== TAREFA PROPOSTA A ==
Altere o trecho do artigo sobre preservação do patrimônio de "Neste cenário, bairros, jardins, monumentos" até "discutido em público.", inclusive, e transcreva-o trocando "seminário" por "congresso".

== TRECHO SELECIONADO ==
»»

Artigos de Jornal
Arquimemória
Quando em 1937 se instituiu a proteção ao patrimônio no Brasil, tínhamos 40
milhões de habitantes, dos quais 25% eram urbanos. Hoje temos 180, dos quais
apenas 20% são rurais. Na base do “deixe como está para ver como é que fica”,
autoridades municipais transformaram cidades em metrópoles caóticas. Uma
verdadeira “maré vermelha” de carros provoca engarrafamentos gigantes em nossas
capitais. A segregação sócio-espacial explode em violência, em que é difícil
distinguir a vitima do agressor, separados por cercas eletrificadas e véus fumês
dos carros.
Neste cenário, bairros, jardins, monumentos e valores urbanos se degradam. Como
evitar este desastre? É o que o Departamento da Bahia do Instituto de Arquitetos
do Brasil, com o apoio do Governo do Estado, da academia, da CEF e do CREA-Ba,
quer discutir com a sociedade e especialistas do país e da Europa, em seminário
sobre desenvolvimento e preservação. O ArquiMemória 3, Encontro de Arquitetos
Sobre a Preservação do Patrimônio, será aberto no próximo dia 8 no Centro de
Convenções da Bahia. Esta é a primeira vez, em 20 anos, que este problema será
discutido em público.

««

== TAREFA PROPOSTA B ==
Conte as linhas dos registros que contêm a palavra "foliage", diferenciando maiúsculas de minúsculas, e responda somente com o número.

== REGISTROS DE DADOS ==

»»

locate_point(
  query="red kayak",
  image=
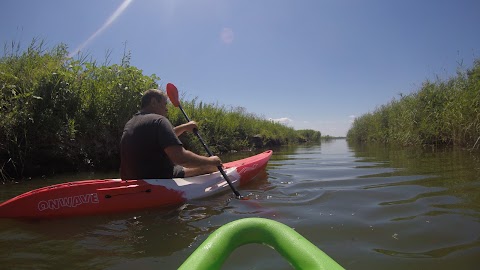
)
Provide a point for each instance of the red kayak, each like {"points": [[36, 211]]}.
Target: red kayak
{"points": [[91, 197]]}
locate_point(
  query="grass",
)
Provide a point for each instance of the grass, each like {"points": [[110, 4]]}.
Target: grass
{"points": [[439, 113], [60, 114]]}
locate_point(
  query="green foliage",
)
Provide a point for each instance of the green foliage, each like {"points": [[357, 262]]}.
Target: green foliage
{"points": [[61, 114], [440, 113], [233, 129]]}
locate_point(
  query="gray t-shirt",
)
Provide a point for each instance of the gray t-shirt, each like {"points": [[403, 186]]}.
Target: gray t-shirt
{"points": [[144, 139]]}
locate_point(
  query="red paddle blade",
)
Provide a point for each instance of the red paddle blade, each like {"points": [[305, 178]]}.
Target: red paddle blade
{"points": [[172, 93]]}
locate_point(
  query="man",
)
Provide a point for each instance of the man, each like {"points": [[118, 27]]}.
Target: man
{"points": [[150, 148]]}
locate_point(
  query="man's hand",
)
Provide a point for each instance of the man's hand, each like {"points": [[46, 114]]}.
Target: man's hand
{"points": [[190, 126]]}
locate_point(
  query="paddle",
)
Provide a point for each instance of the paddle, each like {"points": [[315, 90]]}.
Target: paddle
{"points": [[172, 93]]}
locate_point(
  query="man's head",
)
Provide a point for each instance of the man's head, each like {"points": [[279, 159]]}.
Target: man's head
{"points": [[154, 101]]}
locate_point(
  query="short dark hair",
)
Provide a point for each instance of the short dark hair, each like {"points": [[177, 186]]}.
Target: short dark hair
{"points": [[149, 94]]}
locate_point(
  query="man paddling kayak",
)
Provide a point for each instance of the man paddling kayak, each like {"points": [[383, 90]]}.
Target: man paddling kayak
{"points": [[150, 147]]}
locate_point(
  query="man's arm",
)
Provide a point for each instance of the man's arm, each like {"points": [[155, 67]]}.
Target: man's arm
{"points": [[180, 156]]}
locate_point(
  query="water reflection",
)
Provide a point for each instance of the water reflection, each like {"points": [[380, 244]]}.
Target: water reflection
{"points": [[369, 207]]}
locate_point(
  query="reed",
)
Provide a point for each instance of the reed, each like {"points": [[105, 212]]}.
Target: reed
{"points": [[59, 114], [444, 112]]}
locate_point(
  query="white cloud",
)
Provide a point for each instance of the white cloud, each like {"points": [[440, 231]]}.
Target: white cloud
{"points": [[104, 27], [227, 35], [352, 118]]}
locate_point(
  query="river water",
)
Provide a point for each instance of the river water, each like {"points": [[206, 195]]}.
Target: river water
{"points": [[366, 207]]}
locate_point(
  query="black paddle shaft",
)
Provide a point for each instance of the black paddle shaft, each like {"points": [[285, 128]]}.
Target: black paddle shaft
{"points": [[225, 176]]}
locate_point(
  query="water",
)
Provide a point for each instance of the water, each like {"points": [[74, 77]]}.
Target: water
{"points": [[368, 208]]}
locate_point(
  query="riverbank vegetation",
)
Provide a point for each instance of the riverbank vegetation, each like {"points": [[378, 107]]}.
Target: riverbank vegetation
{"points": [[444, 112], [60, 114]]}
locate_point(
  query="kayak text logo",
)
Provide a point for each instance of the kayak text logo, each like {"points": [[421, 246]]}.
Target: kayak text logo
{"points": [[72, 201]]}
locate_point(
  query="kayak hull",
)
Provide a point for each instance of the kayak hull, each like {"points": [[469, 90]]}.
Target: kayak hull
{"points": [[92, 197]]}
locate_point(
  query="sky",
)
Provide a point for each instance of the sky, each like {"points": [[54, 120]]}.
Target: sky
{"points": [[310, 64]]}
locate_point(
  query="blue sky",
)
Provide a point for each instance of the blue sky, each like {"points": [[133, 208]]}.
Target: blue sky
{"points": [[312, 63]]}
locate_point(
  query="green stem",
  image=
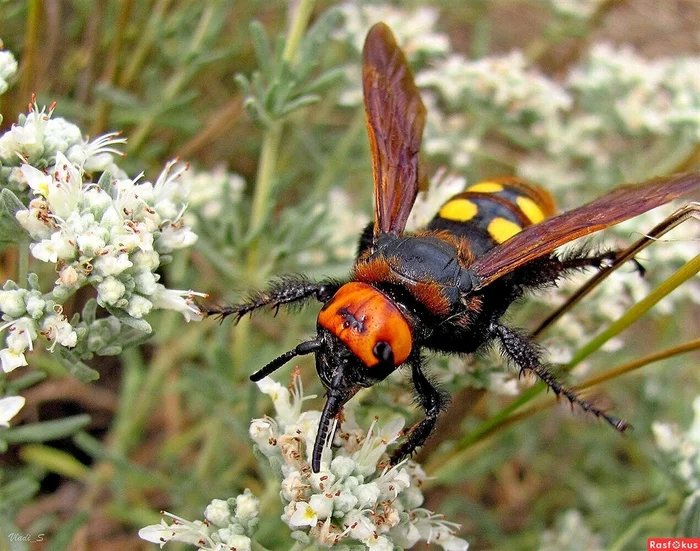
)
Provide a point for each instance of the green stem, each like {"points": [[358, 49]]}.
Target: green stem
{"points": [[688, 270], [633, 314], [22, 264], [267, 167], [340, 154], [176, 82], [302, 15]]}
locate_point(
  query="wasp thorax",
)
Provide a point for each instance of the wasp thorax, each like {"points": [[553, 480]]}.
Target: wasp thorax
{"points": [[369, 324]]}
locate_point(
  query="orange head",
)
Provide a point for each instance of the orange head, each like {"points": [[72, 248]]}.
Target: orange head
{"points": [[369, 324]]}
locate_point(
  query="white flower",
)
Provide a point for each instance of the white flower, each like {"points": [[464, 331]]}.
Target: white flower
{"points": [[218, 512], [58, 331], [235, 541], [110, 291], [96, 156], [9, 407], [37, 180], [287, 404], [64, 187], [11, 359], [111, 263], [180, 301], [193, 533], [349, 498], [175, 236], [21, 334], [247, 506], [24, 140], [12, 303], [304, 515], [8, 69], [138, 306]]}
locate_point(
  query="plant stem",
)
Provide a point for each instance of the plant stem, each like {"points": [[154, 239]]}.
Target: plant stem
{"points": [[31, 44], [501, 418], [267, 167], [22, 264], [177, 81], [599, 379], [302, 15]]}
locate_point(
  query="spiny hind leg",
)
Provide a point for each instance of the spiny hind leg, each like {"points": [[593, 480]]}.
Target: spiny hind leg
{"points": [[432, 401], [523, 354]]}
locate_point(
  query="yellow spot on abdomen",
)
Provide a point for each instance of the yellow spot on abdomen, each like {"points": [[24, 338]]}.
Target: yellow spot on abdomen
{"points": [[459, 210], [501, 229], [486, 187], [530, 209]]}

««

== RESPOSTA A ==
Neste cenário, bairros, jardins, monumentos e valores urbanos se degradam. Como
evitar este desastre? É o que o Departamento da Bahia do Instituto de Arquitetos
do Brasil, com o apoio do Governo do Estado, da academia, da CEF e do CREA-Ba,
quer discutir com a sociedade e especialistas do país e da Europa, em congresso
sobre desenvolvimento e preservação. O ArquiMemória 3, Encontro de Arquitetos
Sobre a Preservação do Patrimônio, será aberto no próximo dia 8 no Centro de
Convenções da Bahia. Esta é a primeira vez, em 20 anos, que este problema será
discutido em público.

== RESPOSTA B ==
3